The evolution of the band is chronicled in a series of Webisodes entitled The Gospel According to the Dears (at thedears.org), made by Lightburn and musician-about-town André Bendahan (a member of Krief’s Black Diamond Bay). The bulk of Dears alumni is interviewed, members from as far back as 2000, when the band released their debut LP, End of a Hollywood Bedtime Story.

“In editing this thing, I’ve learned a lot about the Dears, I’ve learned a lot about myself and I’ve learned a lot about perceptions and assumptions and presumptions,” says Lightburn. “The more you put yourself out there, the more you, unfortunately, become aware of yourself, which is really painful. Just yesterday, Laura called me a self-hating rock star, because I hate rock stardom but, she said, nonetheless, stop denying it. It made me laugh out loud, but at the same time, maybe there’s some truth to it. It’s an enjoyable gig, but it’s not enjoyable at all.”

**SET EXERCISE A**
Answer these questions about the passage on the Dears:
(i) What is the title of the series of Webisodes?
(ii) What was the name of the band's debut LP?
(iii) What did Laura call Lightburn?
**SET EXERCISE B**
Can you copy out the stretch of the passage on the Dears from "The evolution of" through "Hollywood Bedtime Story.", word for word?
**SET EXERCISE C**
What comes next in the passage on the Dears? Write a continuation that picks up after its final sentence.

[Rows excerpted from a collection]
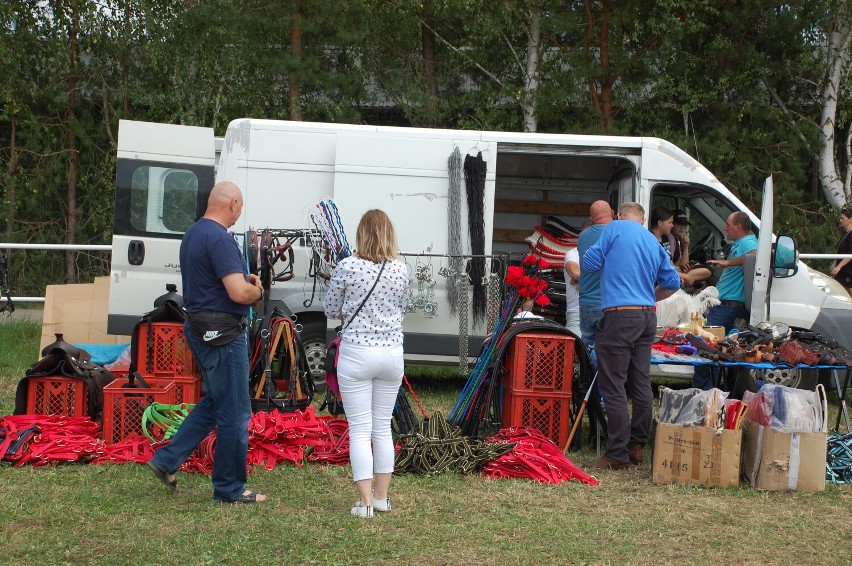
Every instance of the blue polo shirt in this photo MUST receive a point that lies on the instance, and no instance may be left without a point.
(590, 282)
(731, 284)
(632, 263)
(207, 254)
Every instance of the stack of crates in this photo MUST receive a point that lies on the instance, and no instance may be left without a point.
(164, 361)
(124, 404)
(170, 360)
(537, 388)
(57, 395)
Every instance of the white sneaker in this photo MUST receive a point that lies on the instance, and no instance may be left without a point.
(362, 511)
(382, 505)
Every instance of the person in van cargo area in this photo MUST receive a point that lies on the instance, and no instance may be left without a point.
(600, 214)
(571, 274)
(635, 273)
(661, 224)
(731, 288)
(369, 292)
(842, 270)
(694, 275)
(217, 294)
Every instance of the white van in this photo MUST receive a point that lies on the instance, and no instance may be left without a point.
(164, 174)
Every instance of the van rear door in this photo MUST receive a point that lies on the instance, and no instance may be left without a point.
(164, 174)
(762, 278)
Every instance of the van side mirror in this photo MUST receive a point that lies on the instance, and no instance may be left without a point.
(785, 257)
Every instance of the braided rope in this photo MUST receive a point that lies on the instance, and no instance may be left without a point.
(439, 447)
(463, 309)
(454, 242)
(474, 173)
(462, 409)
(328, 240)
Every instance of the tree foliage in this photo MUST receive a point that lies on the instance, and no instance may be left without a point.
(745, 87)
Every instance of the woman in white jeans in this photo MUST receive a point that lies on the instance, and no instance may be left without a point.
(370, 364)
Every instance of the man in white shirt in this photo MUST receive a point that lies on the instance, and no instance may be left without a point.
(572, 297)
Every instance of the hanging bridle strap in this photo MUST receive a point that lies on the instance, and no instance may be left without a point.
(5, 286)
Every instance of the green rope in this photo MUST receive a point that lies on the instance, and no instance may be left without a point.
(166, 418)
(439, 447)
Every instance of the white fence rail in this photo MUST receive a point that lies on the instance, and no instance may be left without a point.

**TASK RESPONSE A**
(i) The Gospel According to the Dears
(ii) End of a Hollywood Bedtime Story
(iii) A self-hating rock star

**TASK RESPONSE B**
The evolution of the band is chronicled in a series of Webisodes entitled The Gospel According to the Dears (at thedears.org), made by Lightburn and musician-about-town André Bendahan (a member of Krief’s Black Diamond Bay). The bulk of Dears alumni is interviewed, members from as far back as 2000, when the band released their debut LP, End of a Hollywood Bedtime Story.

**TASK RESPONSE C**
Stuck between the art and the business, in a band that, he says, has always been an uneasy combination of democracy and dictatorship, Lightburn has high hopes for this line-up, despite the fact that “some days, it’s just fucking ‘spicy meatball.’”

“Watching this new line-up develop is, in my opinion, proof that the Dears is greater than the personnel,” he says, not excluding himself from “personnel.” “The band is sounding incredible, it’s on a course to being up there with the previous line-up, even passing it, if possible. Basically, there’s a spirit that inhabits the Dears, and when you join the band, you walk into a haunted house. I warned everyone that it’s not your everyday, run of the mill band trying to get on the radio, it’s something else. We do all the bullshit, but that’s not what it’s really about.”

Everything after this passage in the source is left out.